* [Assignment] Only the lines from the one containing "Instruction: the image is above. Identify every wall-mounted" through the last line below should be written out, exactly and with both ends kept.

Image-backed grounding data:

++++++++++

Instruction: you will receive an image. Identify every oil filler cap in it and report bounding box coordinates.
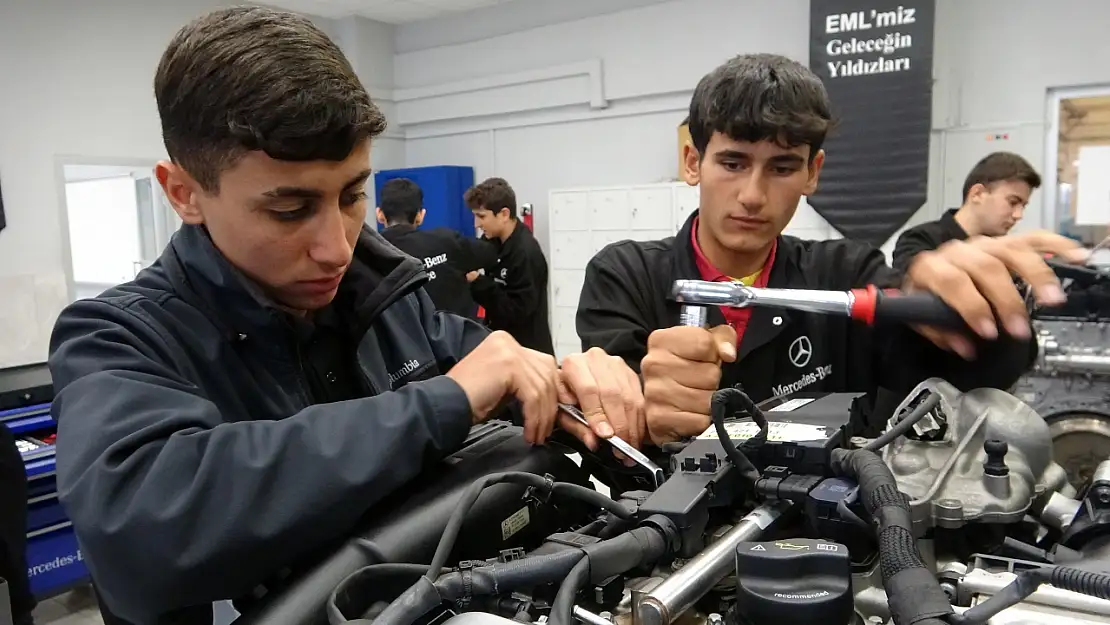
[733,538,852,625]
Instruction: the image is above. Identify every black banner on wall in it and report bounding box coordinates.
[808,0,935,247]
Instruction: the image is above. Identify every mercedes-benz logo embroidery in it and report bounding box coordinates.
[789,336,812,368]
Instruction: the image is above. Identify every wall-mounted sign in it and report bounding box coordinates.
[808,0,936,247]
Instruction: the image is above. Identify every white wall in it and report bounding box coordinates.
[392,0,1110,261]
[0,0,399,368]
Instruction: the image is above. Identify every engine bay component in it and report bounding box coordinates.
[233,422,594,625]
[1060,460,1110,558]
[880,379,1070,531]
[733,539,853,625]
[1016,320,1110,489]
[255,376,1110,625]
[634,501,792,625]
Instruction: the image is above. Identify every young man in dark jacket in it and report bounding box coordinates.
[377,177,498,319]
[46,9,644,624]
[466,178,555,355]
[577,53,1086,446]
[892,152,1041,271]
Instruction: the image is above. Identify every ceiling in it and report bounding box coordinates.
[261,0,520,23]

++++++++++

* [Exercise answer]
Instruction: the image is above. Identify every wall-mounted sign in it and report bounding box coordinates.
[808,0,936,247]
Instruction: the image is above. Identify every white wall in it and report bounding box coordinates.
[392,0,1110,261]
[0,0,399,368]
Instruction: the image is above. Identify every engine bay component in it and report bounding box coordinates.
[233,422,594,625]
[1060,460,1110,558]
[880,379,1070,531]
[733,539,853,625]
[1016,320,1110,489]
[255,376,1110,625]
[634,501,792,625]
Instruction: the image is above. Identify every young man in dark jacket in it and report bounding box coordinates.
[377,177,498,319]
[46,9,644,624]
[466,178,555,355]
[577,53,1086,446]
[892,152,1041,271]
Instruction: the image is above. Identify every ceiling in it and report bounding box coordinates.
[261,0,520,23]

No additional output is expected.